Region labeling records:
========

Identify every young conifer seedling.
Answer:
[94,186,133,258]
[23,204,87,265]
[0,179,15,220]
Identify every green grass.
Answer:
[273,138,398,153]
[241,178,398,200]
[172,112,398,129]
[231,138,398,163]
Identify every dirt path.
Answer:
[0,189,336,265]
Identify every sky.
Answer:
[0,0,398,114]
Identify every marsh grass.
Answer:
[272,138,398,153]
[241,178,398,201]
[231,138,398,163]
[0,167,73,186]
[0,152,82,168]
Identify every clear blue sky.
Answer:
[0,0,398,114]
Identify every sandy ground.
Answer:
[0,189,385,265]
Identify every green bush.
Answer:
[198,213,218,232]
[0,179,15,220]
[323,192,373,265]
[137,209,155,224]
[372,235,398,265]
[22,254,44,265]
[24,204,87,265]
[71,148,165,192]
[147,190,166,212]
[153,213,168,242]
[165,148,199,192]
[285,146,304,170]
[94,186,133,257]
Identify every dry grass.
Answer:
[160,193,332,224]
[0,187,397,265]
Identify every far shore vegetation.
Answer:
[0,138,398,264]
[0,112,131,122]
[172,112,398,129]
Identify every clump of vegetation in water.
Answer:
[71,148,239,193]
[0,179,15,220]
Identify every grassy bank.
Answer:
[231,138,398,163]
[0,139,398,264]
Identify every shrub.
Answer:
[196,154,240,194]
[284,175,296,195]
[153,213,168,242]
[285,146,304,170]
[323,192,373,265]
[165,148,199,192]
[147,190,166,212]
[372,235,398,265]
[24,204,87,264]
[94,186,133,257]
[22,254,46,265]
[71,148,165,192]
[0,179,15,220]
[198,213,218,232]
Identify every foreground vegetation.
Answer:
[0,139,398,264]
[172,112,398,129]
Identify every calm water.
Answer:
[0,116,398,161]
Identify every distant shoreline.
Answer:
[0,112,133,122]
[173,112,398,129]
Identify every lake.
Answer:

========

Request: Copy every line of the entries from the line with "Identify every green grass." to the line with "[0,189,385,265]", both included, changing nothing except the bounding box coordinates in the answers. Multiply each coordinate by 0.9 and round it to a whole number, with halves rounded up.

Task result:
Identify every green grass.
Answer:
[246,124,358,138]
[217,160,358,180]
[155,101,358,116]
[208,124,358,147]
Identify every dirt path.
Answer:
[0,170,302,239]
Identify every sky.
Answer:
[0,0,358,103]
Identify every marsh grass.
Answer:
[245,124,358,138]
[217,160,358,181]
[208,124,358,147]
[0,150,66,167]
[0,137,74,151]
Identify every clear blue sky.
Answer:
[0,0,358,103]
Identify every sandy ground.
Answer:
[0,170,347,239]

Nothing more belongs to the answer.